Extrait du document.
_____
La Coordination des organisations indigènes de l’Amazonie brésilienne (COIAB) rejette fermement la loi 1.453 récemment adoptée et publiée le 8 février au Journal Officiel de l’État de Roraima.
Cette loi, manifestement anticonstitutionnelle, prévoit l’octroi de licences à l’exploitation minière dans cet État ainsi que d’autres dispositions, à savoir qu’elle légalise l’extraction minière et l’utilisation du mercure, mettant ainsi gravement en danger les rivières, forêts, lacs, cours d’eau et diverses autres ressources naturelles que nous utilisons sur nos territoires.
Une fois de plus, l’Amazonie est livrée à ceux qui cherchent à l’exploiter de manière prédatrice sans tenir compte de la vie des populations autochtones et traditionnelles, de la biodiversité, des effets du changement climatique et d’un débat équitable et transparent sur l’environnement brésilien.
En plus d’aggraver la qualité de vie dans nos territoires, l’orpaillage est l’un des principaux pollueurs des fleuves amazoniens et contribue à la destruction de la biodiversité locale. Depuis des décennies, les peuples autochtones dénoncent ces activités minières illégales dans les territoires indigènes.
Nous considérons que la loi 1.453 est inconstitutionnelle car elle est en opposition flagrante avec plusieurs articles de notre Constitution. Elle va à l’encontre, par exemple, de l’article 23, qui traite de la compétence commune des entités fédérées pour la protection de l’environnement. En outre, cette loi ne respecte pas l’article 24, qui prévoit que l’Union a compétence pour établir les normes générales de protection et de responsabilité en cas de dommages causés à l’environnement. De plus, elle s’oppose à l’article 225, qui garantit le « droit fondamental à un environnement écologiquement équilibré et le devoir de l’État de promouvoir sa défense et sa protection pour les générations présentes et futures ».
Cette loi est également anticonstitutionnelle parce qu’elle n’exige pas d’étude préalable, autorise l’utilisation du mercure, prévoit l’exploitation de zones allant jusqu’à 200 hectares et permet l’utilisation de lourds engins pour cette activité. L’ensemble de ces facteurs constitue un scénario de tragédie prévisible, qui entraînera une augmentation de la violence contre les peuples autochtones de l’Amazonie, à savoir les invasions des zones protégées, les Terres indigènes, et la dégradation des ressources naturelles.
_____
Extrait des données.
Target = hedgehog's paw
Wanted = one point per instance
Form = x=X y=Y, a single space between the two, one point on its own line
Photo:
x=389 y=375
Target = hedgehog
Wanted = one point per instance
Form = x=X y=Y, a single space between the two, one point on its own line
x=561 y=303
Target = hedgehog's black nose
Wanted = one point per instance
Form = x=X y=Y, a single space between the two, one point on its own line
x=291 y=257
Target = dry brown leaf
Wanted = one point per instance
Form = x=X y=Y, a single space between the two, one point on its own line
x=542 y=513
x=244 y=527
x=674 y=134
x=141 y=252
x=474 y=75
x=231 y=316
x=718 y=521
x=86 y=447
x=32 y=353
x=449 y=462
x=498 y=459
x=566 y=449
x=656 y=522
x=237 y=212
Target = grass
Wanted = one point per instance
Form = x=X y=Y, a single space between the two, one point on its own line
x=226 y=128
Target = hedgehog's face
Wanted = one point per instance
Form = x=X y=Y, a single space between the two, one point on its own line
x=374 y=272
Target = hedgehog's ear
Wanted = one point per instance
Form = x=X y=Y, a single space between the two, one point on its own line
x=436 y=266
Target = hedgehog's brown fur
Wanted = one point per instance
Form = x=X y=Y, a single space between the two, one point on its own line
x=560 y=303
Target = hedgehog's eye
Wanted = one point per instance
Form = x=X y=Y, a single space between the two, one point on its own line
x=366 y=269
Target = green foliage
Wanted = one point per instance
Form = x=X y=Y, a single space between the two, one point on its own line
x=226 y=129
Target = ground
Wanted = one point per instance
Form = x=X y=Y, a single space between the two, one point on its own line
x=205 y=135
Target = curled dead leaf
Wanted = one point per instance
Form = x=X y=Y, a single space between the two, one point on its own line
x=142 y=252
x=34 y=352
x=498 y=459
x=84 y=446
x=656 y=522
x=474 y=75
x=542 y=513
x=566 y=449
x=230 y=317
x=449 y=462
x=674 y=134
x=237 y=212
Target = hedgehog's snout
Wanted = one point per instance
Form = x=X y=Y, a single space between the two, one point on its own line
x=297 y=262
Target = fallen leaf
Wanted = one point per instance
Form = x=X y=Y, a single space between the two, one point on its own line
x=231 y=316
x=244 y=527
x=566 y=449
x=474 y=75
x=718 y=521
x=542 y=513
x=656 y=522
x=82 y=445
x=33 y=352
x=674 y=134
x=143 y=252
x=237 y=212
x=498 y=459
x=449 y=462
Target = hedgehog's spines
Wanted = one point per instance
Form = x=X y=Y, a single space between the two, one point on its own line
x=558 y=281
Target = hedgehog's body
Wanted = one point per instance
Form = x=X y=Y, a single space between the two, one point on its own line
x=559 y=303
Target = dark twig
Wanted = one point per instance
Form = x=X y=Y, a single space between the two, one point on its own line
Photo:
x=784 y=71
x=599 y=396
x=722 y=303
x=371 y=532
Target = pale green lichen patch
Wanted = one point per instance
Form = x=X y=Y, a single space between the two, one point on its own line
_____
Actions demandées.
**a.** D'après le texte sur la loi 1.453, jusqu'à quelle superficie cette loi prévoit-elle l'exploitation de zones ?
**b.** Traduisez en anglais cette phrase du texte sur la loi 1.453 : « Depuis des décennies, les peuples autochtones dénoncent ces activités minières illégales dans les territoires indigènes. »

Réponses.
**a.** Jusqu'à 200 hectares.

**b.** For decades, Indigenous peoples have been denouncing these illegal mining activities in Indigenous territories.